■ **Stored data**
[start]

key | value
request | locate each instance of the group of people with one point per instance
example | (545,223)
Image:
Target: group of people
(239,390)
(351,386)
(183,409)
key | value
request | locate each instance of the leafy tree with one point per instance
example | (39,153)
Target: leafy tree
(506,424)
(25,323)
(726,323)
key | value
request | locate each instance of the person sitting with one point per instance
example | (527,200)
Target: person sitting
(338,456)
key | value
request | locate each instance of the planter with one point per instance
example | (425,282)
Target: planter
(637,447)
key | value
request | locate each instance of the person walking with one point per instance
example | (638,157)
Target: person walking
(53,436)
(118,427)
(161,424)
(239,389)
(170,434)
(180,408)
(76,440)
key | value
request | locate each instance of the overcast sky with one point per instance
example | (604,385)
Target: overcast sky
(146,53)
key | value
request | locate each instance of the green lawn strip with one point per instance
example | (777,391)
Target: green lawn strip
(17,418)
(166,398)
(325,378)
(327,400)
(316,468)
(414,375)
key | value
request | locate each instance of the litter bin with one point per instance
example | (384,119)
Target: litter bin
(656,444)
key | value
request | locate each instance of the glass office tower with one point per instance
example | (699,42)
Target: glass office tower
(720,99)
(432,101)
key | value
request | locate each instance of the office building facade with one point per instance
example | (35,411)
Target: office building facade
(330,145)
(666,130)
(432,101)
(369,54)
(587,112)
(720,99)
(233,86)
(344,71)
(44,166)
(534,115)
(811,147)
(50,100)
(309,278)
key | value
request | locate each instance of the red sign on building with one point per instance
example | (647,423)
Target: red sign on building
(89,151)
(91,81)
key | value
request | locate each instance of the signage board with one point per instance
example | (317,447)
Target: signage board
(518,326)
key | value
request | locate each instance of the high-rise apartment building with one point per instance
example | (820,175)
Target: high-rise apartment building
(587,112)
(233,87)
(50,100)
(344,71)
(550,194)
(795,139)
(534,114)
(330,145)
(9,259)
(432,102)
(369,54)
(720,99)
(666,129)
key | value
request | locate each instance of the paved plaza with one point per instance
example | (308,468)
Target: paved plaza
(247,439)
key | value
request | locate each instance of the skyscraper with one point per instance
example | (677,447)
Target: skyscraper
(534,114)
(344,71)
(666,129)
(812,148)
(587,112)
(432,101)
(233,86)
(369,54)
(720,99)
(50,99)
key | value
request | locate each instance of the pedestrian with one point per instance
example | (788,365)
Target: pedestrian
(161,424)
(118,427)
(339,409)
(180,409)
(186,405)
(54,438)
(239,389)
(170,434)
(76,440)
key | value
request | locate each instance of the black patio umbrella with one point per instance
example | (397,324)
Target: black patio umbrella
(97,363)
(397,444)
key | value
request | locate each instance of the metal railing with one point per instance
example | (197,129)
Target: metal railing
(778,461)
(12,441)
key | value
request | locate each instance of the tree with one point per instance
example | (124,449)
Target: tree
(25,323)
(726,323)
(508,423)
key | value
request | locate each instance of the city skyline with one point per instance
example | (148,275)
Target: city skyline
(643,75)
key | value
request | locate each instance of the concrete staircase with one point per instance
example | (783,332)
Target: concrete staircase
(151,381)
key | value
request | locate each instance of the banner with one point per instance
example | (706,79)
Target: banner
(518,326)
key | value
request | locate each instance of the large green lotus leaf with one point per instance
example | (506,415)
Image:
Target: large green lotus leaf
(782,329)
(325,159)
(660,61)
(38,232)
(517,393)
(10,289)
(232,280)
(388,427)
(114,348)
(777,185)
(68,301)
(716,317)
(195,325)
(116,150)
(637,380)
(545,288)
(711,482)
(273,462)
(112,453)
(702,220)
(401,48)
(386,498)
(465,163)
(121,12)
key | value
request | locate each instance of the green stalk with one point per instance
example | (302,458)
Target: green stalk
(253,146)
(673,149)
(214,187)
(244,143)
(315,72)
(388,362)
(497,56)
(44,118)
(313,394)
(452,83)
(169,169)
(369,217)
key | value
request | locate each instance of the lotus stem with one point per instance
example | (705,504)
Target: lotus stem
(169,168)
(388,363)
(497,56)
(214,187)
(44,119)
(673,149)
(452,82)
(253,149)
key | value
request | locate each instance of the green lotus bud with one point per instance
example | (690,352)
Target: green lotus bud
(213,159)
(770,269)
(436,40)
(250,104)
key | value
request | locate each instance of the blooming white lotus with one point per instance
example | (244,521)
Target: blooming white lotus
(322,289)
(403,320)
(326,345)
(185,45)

[end]

■ **Short problem**
The records above are to be copied in full, exactly as written.

■ **Reply**
key | value
request | locate each instance of the group of people with one point per instance
example | (545,223)
Image:
Target: group of people
(239,390)
(351,386)
(183,409)
key | value
request | locate each instance of the leafy tree with one point per instance
example | (39,153)
Target: leafy tree
(506,424)
(25,323)
(726,323)
key | value
request | locate each instance of the person sitting with one point per instance
example | (527,200)
Target: person sitting
(338,456)
key | value
request | locate each instance of the planter with one point per instance
example | (425,282)
Target: planter
(637,447)
key | value
request | locate each instance of the person walking with one point per instance
example | (638,157)
Target: person walking
(53,436)
(118,427)
(161,424)
(239,389)
(170,434)
(180,408)
(76,440)
key | value
request | locate each instance of the overcast sky with one point per instance
example | (604,385)
Target: overcast sky
(146,53)
key | value
request | locate each instance of the green lawn strip with one point per instance
example | (777,391)
Target: green lawn strip
(17,418)
(166,398)
(325,378)
(327,400)
(316,468)
(414,375)
key | value
request | locate each instance of the litter bin with one point per instance
example | (384,119)
Target: litter bin
(656,444)
key | value
request | locate each instance of the glass office tower with one point per instance
example | (699,42)
Target: glass office tower
(720,99)
(432,101)
key | value
request | locate each instance of the office building facade with one point per instance
example | (35,411)
Target: office building facade
(330,145)
(666,130)
(432,101)
(369,54)
(587,112)
(720,99)
(233,86)
(344,71)
(44,166)
(534,115)
(811,147)
(50,100)
(309,278)
key | value
request | locate each instance of the red sign on building with one point per instance
example | (647,423)
Target: red sign on building
(89,151)
(91,81)
key | value
request | locate each instance of the signage board with one point per instance
example | (317,447)
Target: signage board
(518,326)
key | value
request | locate each instance of the high-rise apartment building with one point per instance
example | (820,175)
Target: high-rise apartment building
(587,112)
(233,87)
(50,100)
(344,71)
(550,194)
(795,139)
(534,114)
(330,145)
(9,259)
(432,102)
(369,54)
(720,99)
(666,129)
key | value
request | locate each instance of the paved plaza with one point per instance
example | (308,468)
Target: paved plaza
(247,439)
key | value
request | locate each instance of the skyscraper with one point per instance
example | (677,447)
Target: skyscraper
(534,114)
(344,71)
(666,129)
(812,148)
(587,112)
(432,101)
(233,86)
(369,54)
(720,99)
(50,99)
key | value
request | locate each instance of the pedestrian with one point per instance
example | (788,365)
Target: pedestrian
(161,424)
(118,427)
(339,409)
(180,409)
(186,405)
(54,438)
(239,389)
(170,434)
(76,440)
key | value
request | locate each instance of the black patio umbrella with one point per instance
example | (397,324)
Target: black patio umbrella
(97,363)
(397,444)
key | value
request | locate each instance of the metal railing with one point per instance
example | (197,129)
Target: metal railing
(778,461)
(12,441)
key | value
request | locate each instance of the tree with one point per instance
example | (124,449)
Target: tree
(25,323)
(726,323)
(508,423)
key | value
request | locate each instance of the city skyline with one point per instance
example | (148,275)
Target: city skyline
(643,75)
key | value
request | locate each instance of the concrete staircase with one point per instance
example | (783,332)
Target: concrete staircase
(151,381)
key | value
request | locate each instance of the banner with one point per instance
example | (706,79)
Target: banner
(518,326)
key | value
request | locate each instance of the large green lotus leaf with one point per instance
example | (506,415)
Image:
Target: large green lotus leaf
(782,329)
(325,159)
(660,61)
(38,232)
(517,393)
(10,289)
(232,280)
(388,427)
(114,348)
(777,185)
(68,301)
(716,317)
(195,325)
(116,150)
(637,380)
(545,288)
(711,482)
(273,462)
(112,453)
(702,220)
(401,48)
(386,498)
(465,163)
(121,12)
key | value
request | locate each instance of the green stalk with one point per instance
example | (302,458)
Target: green stalk
(253,146)
(673,149)
(214,187)
(244,143)
(315,72)
(388,362)
(497,56)
(44,118)
(313,394)
(452,83)
(169,169)
(369,217)
key | value
request | locate each instance of the lotus stem with one point per instance
example | (705,504)
Target: lotus stem
(169,168)
(388,363)
(497,56)
(214,187)
(44,119)
(673,149)
(452,82)
(253,149)
key | value
request | locate each instance of the green lotus bud with one point per instance
example | (690,352)
Target: green lotus bud
(213,159)
(770,269)
(436,40)
(250,104)
key | value
request | locate each instance of the blooming white lotus with one point per instance
example | (244,521)
Target: blooming white lotus
(322,289)
(403,320)
(326,345)
(185,45)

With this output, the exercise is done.